Point-per-instance localization data
BEGIN
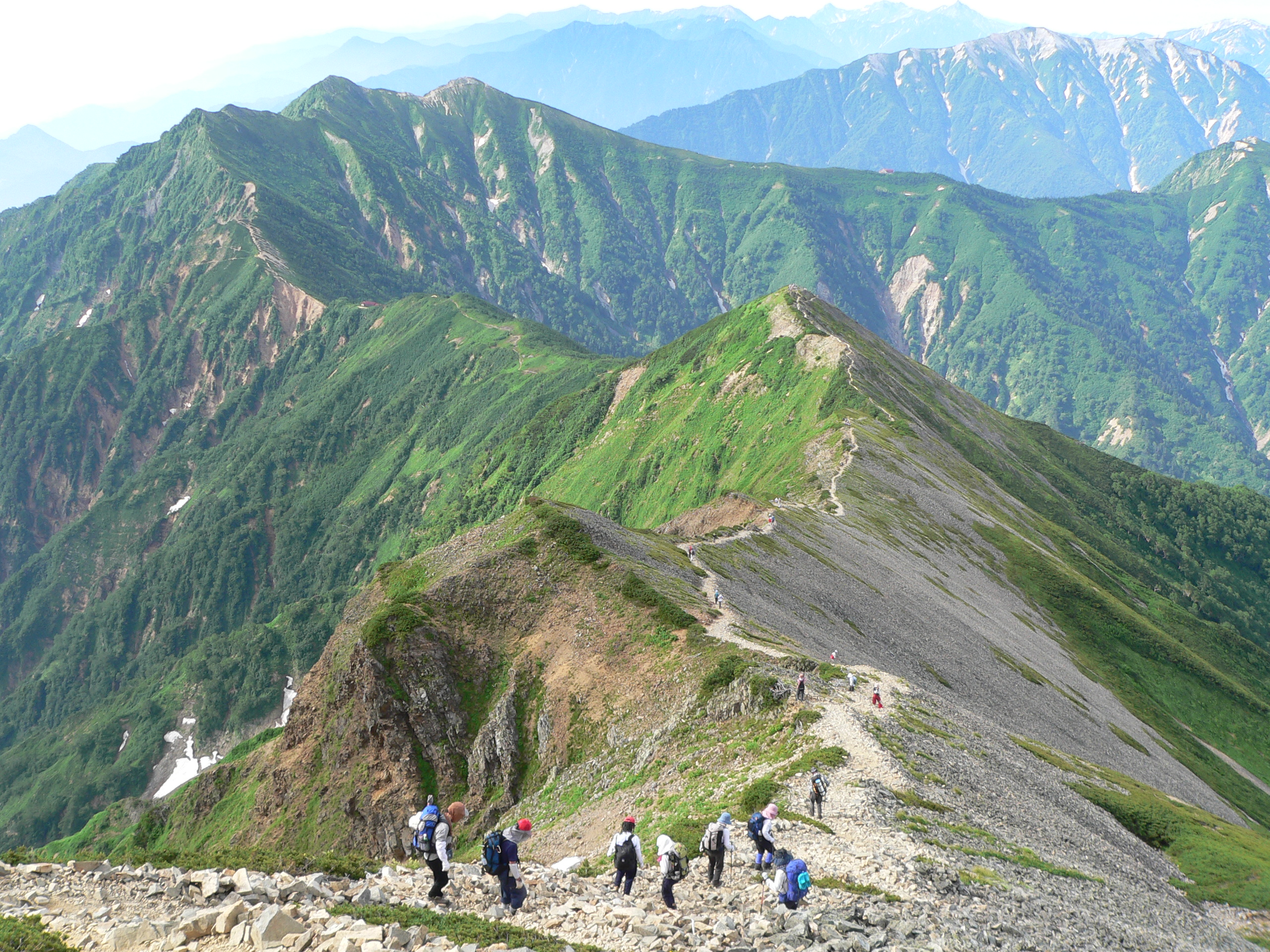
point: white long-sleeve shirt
(727, 838)
(619, 838)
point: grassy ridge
(352, 450)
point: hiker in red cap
(627, 853)
(511, 880)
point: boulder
(272, 926)
(229, 918)
(197, 923)
(242, 883)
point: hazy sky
(69, 54)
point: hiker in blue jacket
(628, 856)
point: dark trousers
(717, 865)
(440, 878)
(511, 895)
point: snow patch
(289, 695)
(1117, 432)
(189, 766)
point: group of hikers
(786, 878)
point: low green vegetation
(1222, 862)
(30, 935)
(463, 928)
(665, 611)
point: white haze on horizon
(64, 56)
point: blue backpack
(756, 827)
(427, 831)
(798, 880)
(492, 853)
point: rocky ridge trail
(901, 873)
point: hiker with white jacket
(628, 855)
(674, 869)
(439, 851)
(717, 843)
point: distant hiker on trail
(717, 843)
(675, 867)
(760, 829)
(820, 787)
(441, 847)
(792, 880)
(511, 880)
(627, 853)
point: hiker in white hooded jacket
(625, 864)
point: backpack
(625, 857)
(713, 841)
(427, 831)
(798, 880)
(676, 869)
(756, 827)
(492, 853)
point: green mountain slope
(785, 399)
(1015, 577)
(1078, 314)
(223, 556)
(1029, 112)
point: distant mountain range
(615, 74)
(1029, 112)
(33, 163)
(1246, 41)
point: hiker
(423, 824)
(627, 853)
(440, 848)
(717, 843)
(761, 832)
(792, 880)
(820, 787)
(511, 880)
(675, 867)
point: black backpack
(713, 841)
(676, 869)
(625, 857)
(756, 827)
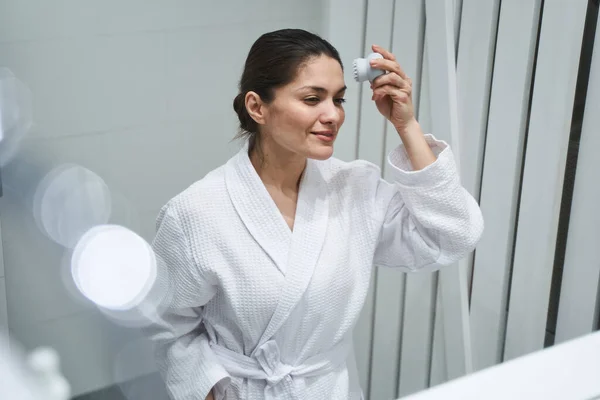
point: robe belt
(266, 365)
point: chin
(322, 153)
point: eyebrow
(320, 89)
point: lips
(323, 133)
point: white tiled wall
(139, 92)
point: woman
(269, 256)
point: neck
(276, 167)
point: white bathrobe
(259, 311)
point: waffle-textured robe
(259, 311)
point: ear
(256, 107)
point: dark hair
(273, 61)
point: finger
(386, 54)
(388, 65)
(397, 95)
(391, 79)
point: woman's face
(306, 114)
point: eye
(312, 100)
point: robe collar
(295, 253)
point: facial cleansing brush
(363, 70)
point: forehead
(320, 71)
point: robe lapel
(310, 227)
(257, 209)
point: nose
(331, 113)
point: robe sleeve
(427, 219)
(183, 355)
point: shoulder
(355, 172)
(199, 198)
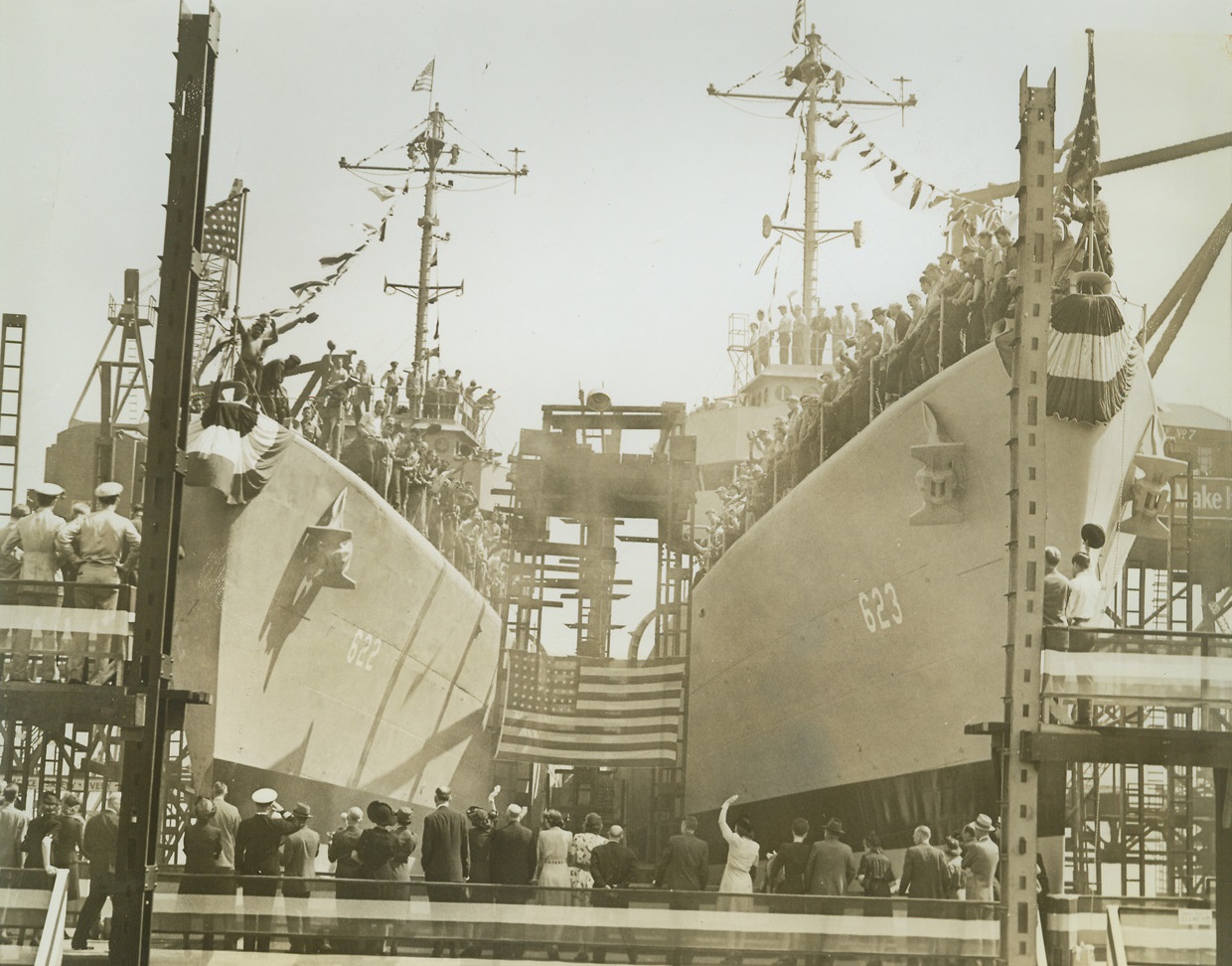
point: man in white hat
(100, 545)
(980, 860)
(35, 538)
(257, 862)
(512, 863)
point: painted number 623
(879, 609)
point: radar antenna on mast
(424, 153)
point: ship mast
(814, 60)
(427, 148)
(822, 85)
(434, 143)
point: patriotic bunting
(220, 235)
(797, 25)
(899, 174)
(1083, 164)
(426, 77)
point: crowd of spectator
(368, 424)
(461, 856)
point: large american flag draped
(221, 232)
(1084, 157)
(591, 711)
(797, 25)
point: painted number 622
(879, 609)
(364, 647)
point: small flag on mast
(424, 81)
(220, 235)
(1084, 155)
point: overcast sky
(619, 260)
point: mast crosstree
(822, 85)
(424, 154)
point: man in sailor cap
(32, 540)
(100, 544)
(980, 860)
(97, 546)
(257, 841)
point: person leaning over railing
(32, 541)
(202, 849)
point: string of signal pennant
(922, 191)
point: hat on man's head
(265, 796)
(380, 813)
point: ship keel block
(381, 690)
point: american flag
(221, 232)
(591, 711)
(1084, 157)
(424, 81)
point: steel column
(142, 775)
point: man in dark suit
(684, 868)
(611, 865)
(98, 844)
(446, 854)
(831, 865)
(257, 842)
(925, 870)
(512, 859)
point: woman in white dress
(742, 859)
(579, 864)
(552, 870)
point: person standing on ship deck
(1084, 591)
(390, 385)
(784, 332)
(13, 828)
(35, 536)
(10, 564)
(1056, 589)
(98, 846)
(611, 865)
(342, 853)
(875, 873)
(202, 854)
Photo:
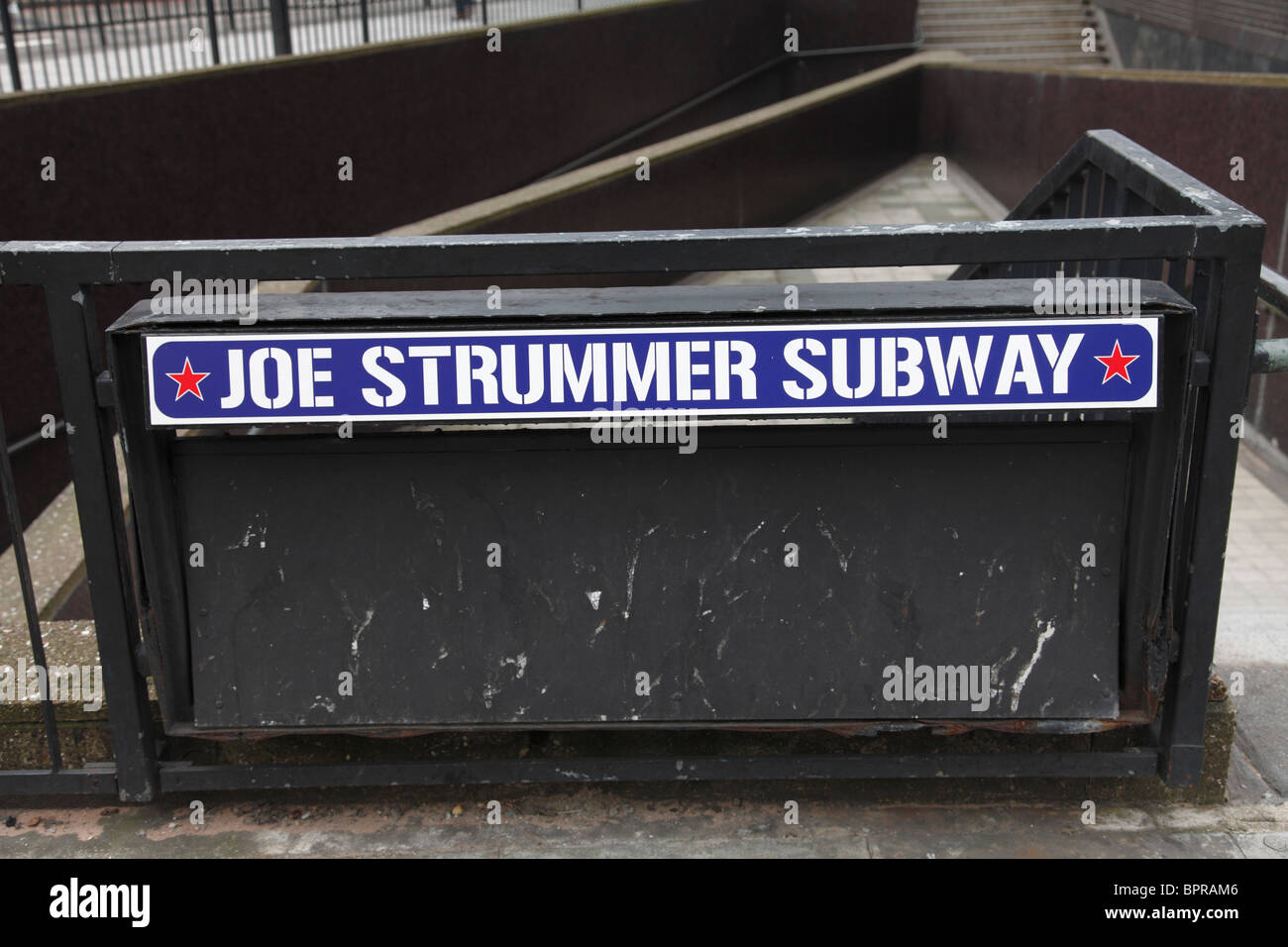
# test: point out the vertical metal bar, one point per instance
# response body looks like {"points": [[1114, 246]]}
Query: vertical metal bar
{"points": [[1185, 706], [75, 331], [29, 596], [11, 50], [210, 27], [281, 27]]}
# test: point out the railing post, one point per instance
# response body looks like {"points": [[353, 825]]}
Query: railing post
{"points": [[277, 12], [1214, 467], [77, 360], [210, 29], [11, 48]]}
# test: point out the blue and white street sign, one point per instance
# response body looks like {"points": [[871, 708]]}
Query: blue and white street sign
{"points": [[745, 369]]}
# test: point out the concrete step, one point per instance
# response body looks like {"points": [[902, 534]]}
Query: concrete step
{"points": [[1030, 50], [1001, 33], [949, 22]]}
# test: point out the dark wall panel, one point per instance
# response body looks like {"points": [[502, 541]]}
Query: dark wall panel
{"points": [[1031, 119]]}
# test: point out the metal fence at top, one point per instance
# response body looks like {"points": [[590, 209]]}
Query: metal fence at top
{"points": [[59, 43]]}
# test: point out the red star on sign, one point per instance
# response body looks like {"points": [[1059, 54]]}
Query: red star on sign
{"points": [[188, 380], [1116, 364]]}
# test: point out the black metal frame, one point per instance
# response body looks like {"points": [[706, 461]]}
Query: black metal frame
{"points": [[112, 40], [1145, 213]]}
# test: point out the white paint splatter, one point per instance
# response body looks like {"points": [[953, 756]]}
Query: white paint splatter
{"points": [[1047, 634]]}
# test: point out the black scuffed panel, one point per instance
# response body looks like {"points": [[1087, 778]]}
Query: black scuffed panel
{"points": [[948, 553]]}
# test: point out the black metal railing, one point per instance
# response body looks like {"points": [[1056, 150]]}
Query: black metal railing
{"points": [[59, 43], [1206, 245]]}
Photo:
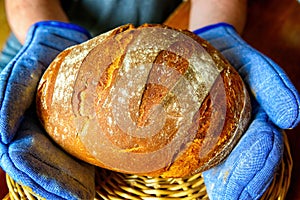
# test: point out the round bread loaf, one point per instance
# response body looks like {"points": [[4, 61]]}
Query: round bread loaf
{"points": [[150, 100]]}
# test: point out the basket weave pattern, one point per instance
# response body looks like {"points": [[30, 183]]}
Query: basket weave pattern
{"points": [[115, 186]]}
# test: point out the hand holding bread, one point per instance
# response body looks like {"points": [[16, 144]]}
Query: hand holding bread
{"points": [[150, 100]]}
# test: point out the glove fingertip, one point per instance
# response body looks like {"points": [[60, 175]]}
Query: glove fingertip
{"points": [[250, 167]]}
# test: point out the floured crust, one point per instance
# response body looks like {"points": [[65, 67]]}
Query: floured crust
{"points": [[149, 100]]}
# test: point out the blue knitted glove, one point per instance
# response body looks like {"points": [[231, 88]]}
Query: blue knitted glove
{"points": [[19, 79], [249, 169], [26, 153], [34, 161]]}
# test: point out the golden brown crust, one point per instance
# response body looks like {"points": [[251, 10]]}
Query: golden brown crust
{"points": [[149, 100]]}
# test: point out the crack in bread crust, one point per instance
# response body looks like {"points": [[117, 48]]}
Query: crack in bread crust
{"points": [[150, 100]]}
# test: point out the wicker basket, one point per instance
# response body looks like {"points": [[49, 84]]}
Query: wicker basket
{"points": [[113, 185]]}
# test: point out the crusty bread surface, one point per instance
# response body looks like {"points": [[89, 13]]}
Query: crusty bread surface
{"points": [[150, 100]]}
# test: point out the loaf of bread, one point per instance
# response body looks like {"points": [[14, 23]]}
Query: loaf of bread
{"points": [[150, 100]]}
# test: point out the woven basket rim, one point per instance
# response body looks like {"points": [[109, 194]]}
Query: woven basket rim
{"points": [[115, 185]]}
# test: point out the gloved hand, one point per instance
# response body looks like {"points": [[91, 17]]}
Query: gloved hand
{"points": [[26, 153], [249, 169]]}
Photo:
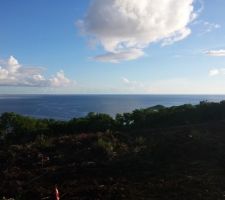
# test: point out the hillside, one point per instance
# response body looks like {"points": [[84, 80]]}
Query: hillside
{"points": [[180, 162]]}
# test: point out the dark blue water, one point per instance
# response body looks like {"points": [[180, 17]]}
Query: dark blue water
{"points": [[69, 106]]}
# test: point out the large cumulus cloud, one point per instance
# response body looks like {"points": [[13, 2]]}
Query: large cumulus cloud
{"points": [[123, 26]]}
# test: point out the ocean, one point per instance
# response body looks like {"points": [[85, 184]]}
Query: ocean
{"points": [[66, 107]]}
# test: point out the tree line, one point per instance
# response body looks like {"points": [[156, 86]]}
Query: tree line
{"points": [[17, 129]]}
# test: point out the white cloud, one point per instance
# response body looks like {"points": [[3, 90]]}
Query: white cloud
{"points": [[14, 74], [116, 57], [60, 80], [209, 27], [216, 72], [134, 85], [123, 26], [216, 53]]}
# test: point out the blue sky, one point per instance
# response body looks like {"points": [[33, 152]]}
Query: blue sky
{"points": [[112, 46]]}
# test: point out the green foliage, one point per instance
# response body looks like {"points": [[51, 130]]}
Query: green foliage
{"points": [[17, 129]]}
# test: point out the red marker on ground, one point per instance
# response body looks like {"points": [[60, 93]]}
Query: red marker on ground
{"points": [[56, 193]]}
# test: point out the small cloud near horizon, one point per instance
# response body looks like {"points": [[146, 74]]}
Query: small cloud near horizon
{"points": [[12, 73]]}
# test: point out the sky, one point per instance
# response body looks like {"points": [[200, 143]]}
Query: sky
{"points": [[112, 47]]}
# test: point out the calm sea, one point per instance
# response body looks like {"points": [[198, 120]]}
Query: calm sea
{"points": [[68, 106]]}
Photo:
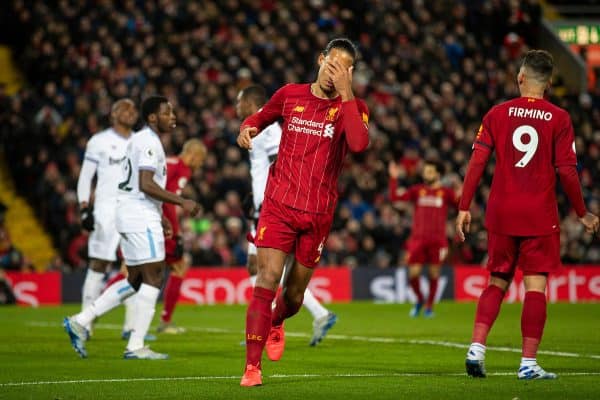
END
In the records above, the line with "Query: large cumulus cloud" marks the start and the line with "# test: point out the red marker" marks the end; copy that stretch exactly, both lines included, and nothing else.

FINAL ANSWER —
Query: large cumulus cloud
{"points": [[123, 26]]}
# test: point out the ocean, one point per instance
# response body looks like {"points": [[85, 184]]}
Query: ocean
{"points": [[66, 107]]}
# test: point out the tree line, one point per instance
# response body looks like {"points": [[156, 86]]}
Query: tree line
{"points": [[17, 129]]}
# test: point out the white cloud, one point per instance
# response body looks like {"points": [[3, 90]]}
Query: white cloud
{"points": [[14, 74], [116, 57], [60, 80], [209, 27], [216, 72], [134, 85], [123, 26], [216, 53]]}
# test: point out the blue sky, one point per instance
# response body looks like {"points": [[33, 152]]}
Query: blue sky
{"points": [[112, 46]]}
# test: point out the green foliage, one point per instance
# response body looks like {"points": [[51, 130]]}
Query: green foliage
{"points": [[17, 129]]}
# test: point out the red marker on ground, one point per instance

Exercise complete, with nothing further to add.